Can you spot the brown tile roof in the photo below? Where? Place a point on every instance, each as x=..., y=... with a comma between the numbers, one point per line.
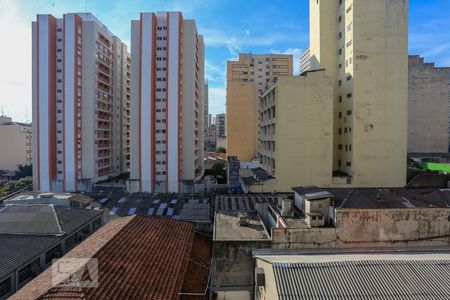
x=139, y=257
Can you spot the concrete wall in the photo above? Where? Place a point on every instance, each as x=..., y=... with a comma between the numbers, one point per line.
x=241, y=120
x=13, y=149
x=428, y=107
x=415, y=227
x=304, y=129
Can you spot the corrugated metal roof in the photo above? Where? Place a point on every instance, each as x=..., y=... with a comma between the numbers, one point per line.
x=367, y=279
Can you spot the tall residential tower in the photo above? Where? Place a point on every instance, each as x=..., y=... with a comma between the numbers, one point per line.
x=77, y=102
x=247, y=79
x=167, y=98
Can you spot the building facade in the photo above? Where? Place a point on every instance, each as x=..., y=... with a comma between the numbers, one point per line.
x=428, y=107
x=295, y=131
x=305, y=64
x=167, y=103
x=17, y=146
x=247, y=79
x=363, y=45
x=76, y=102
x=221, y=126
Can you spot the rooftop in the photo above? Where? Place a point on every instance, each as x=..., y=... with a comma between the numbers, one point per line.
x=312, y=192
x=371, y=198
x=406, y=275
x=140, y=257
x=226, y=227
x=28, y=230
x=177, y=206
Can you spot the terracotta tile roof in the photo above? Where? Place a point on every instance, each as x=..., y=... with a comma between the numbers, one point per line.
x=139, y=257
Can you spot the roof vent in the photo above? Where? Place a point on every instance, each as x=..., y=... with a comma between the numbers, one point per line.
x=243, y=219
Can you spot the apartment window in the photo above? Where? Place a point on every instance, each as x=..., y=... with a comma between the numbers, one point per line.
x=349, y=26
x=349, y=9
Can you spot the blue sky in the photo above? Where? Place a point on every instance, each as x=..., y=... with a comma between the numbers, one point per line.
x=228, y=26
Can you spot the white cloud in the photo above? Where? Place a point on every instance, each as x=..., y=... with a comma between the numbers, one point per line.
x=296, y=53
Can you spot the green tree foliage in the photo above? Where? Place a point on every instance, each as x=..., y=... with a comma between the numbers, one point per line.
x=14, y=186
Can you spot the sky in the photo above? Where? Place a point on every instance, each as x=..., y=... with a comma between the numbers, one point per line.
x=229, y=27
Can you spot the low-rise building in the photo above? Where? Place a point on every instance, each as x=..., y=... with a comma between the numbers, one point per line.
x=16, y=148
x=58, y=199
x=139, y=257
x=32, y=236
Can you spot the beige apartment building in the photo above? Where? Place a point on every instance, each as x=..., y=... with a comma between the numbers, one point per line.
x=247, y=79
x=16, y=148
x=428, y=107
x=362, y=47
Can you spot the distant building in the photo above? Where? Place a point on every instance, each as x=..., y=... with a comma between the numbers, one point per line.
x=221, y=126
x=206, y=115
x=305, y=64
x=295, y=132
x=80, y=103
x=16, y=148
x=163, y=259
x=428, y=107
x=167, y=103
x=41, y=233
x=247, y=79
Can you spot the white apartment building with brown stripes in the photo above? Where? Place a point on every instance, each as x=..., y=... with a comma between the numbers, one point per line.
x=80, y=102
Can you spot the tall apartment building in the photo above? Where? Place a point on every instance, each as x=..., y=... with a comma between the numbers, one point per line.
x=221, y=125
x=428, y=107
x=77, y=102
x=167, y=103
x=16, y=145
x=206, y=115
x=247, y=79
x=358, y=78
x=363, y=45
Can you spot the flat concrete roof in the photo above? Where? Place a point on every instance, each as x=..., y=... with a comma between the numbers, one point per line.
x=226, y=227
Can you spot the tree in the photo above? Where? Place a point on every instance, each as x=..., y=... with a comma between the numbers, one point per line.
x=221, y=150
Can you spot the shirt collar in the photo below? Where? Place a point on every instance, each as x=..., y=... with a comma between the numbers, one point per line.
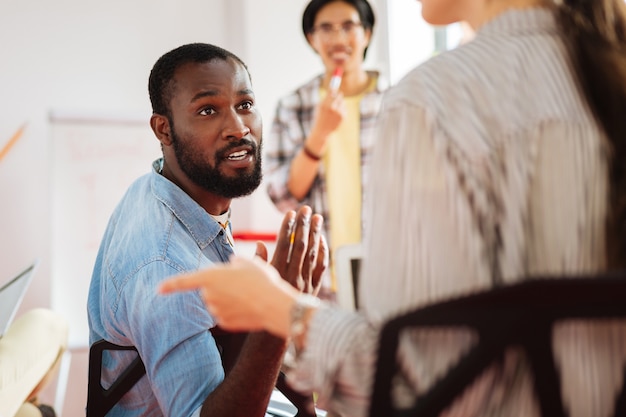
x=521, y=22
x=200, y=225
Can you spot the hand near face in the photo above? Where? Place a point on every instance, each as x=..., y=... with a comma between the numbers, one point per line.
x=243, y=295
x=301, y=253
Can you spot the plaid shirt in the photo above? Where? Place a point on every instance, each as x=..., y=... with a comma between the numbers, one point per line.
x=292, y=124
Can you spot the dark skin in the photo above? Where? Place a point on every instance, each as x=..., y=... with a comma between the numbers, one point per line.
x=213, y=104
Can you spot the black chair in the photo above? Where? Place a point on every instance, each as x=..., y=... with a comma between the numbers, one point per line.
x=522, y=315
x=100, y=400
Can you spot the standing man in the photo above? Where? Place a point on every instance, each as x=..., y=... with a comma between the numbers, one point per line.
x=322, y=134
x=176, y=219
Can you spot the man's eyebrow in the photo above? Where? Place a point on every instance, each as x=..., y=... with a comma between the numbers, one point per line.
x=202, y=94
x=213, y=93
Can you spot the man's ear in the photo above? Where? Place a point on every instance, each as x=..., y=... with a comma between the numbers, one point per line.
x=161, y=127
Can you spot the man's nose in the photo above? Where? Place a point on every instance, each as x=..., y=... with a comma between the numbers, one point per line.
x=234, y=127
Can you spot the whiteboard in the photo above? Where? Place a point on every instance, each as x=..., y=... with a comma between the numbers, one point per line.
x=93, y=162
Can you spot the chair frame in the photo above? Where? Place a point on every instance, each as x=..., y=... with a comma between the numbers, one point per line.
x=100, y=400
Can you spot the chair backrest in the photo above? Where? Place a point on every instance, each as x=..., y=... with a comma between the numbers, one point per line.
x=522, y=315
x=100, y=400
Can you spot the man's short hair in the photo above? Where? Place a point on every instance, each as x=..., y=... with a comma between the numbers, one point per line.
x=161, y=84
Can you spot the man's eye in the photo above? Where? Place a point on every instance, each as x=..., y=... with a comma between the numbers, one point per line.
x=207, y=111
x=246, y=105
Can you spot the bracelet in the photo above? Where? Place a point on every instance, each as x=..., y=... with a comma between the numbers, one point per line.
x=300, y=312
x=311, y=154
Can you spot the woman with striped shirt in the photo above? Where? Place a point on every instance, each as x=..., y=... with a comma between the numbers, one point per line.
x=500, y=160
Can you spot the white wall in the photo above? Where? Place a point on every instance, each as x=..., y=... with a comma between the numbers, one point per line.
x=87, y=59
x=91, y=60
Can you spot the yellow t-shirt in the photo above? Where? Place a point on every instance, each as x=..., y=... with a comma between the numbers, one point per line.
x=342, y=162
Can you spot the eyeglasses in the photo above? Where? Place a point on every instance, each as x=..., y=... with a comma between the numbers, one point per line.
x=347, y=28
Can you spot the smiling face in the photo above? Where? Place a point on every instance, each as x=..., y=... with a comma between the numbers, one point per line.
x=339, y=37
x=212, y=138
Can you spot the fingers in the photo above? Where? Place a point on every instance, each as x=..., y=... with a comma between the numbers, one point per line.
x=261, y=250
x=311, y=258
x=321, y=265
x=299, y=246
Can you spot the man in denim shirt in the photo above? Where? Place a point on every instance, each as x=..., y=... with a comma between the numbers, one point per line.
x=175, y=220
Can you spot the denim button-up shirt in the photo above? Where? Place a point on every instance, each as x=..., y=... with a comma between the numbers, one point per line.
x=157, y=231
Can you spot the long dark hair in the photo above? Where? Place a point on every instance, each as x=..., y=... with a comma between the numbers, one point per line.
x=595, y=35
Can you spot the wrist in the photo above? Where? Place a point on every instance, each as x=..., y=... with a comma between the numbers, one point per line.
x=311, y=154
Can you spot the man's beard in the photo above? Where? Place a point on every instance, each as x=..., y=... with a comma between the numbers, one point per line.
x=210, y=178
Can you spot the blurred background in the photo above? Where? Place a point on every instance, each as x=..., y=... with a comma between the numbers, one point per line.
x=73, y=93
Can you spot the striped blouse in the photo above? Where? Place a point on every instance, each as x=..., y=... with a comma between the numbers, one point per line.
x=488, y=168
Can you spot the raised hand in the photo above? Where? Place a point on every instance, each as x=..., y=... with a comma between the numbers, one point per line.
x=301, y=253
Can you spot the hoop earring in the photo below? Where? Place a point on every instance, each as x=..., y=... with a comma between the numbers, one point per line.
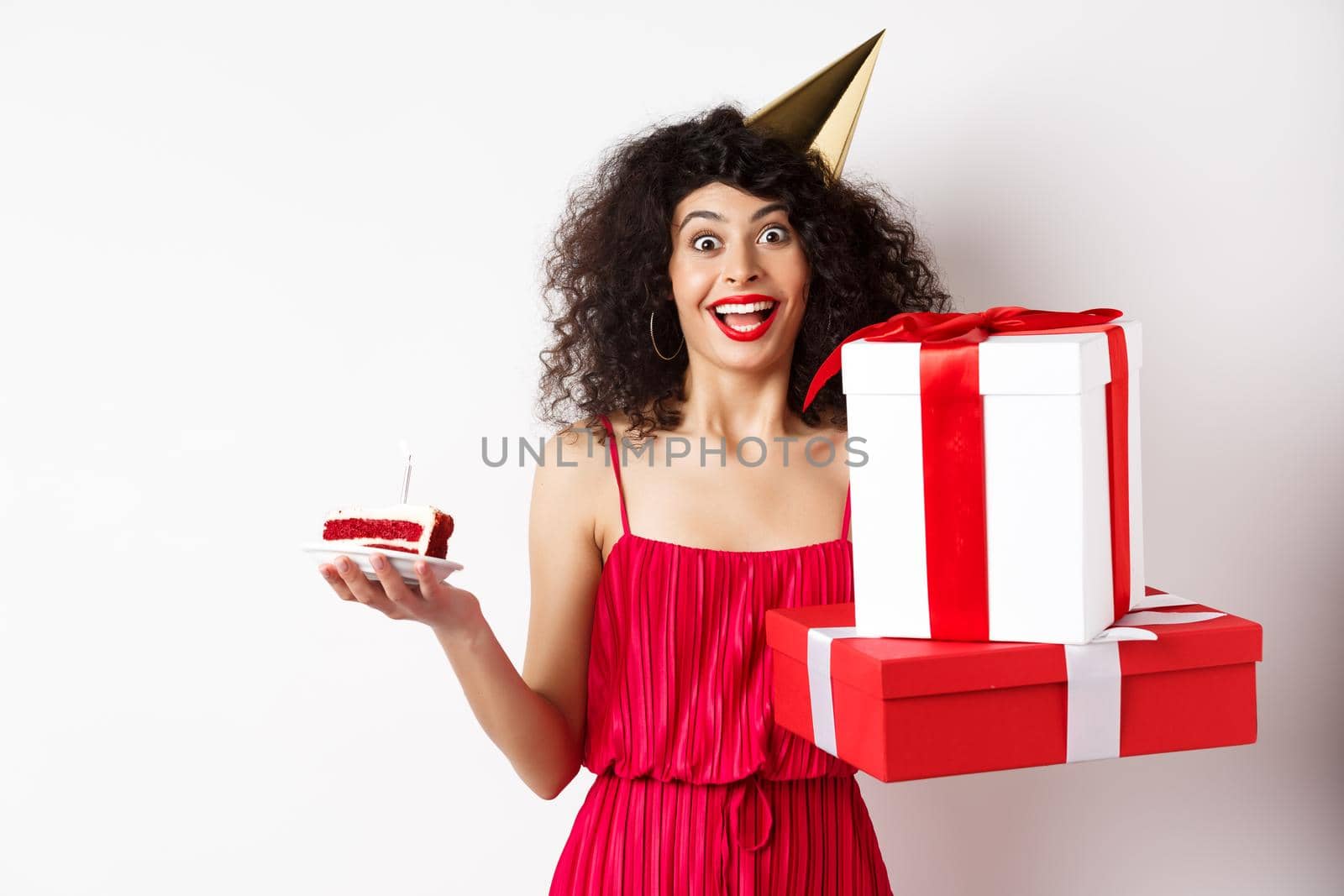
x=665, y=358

━━━━

▸ **Work order**:
None of the pictures belong in the result. Print exactly the lines from the one containing "Can you spot the raised" through the final line of the entries.

▸ **Result below**:
Can you spot the raised hand in the photo above? Where? Place a point on every instance, each as x=..., y=... with a comma between the numbers, one point per line.
x=301, y=253
Can you spot the hoop earring in the photo below? Where? Place a point on every instance, each as x=..., y=... with a comma between the numbers, one point per line.
x=665, y=358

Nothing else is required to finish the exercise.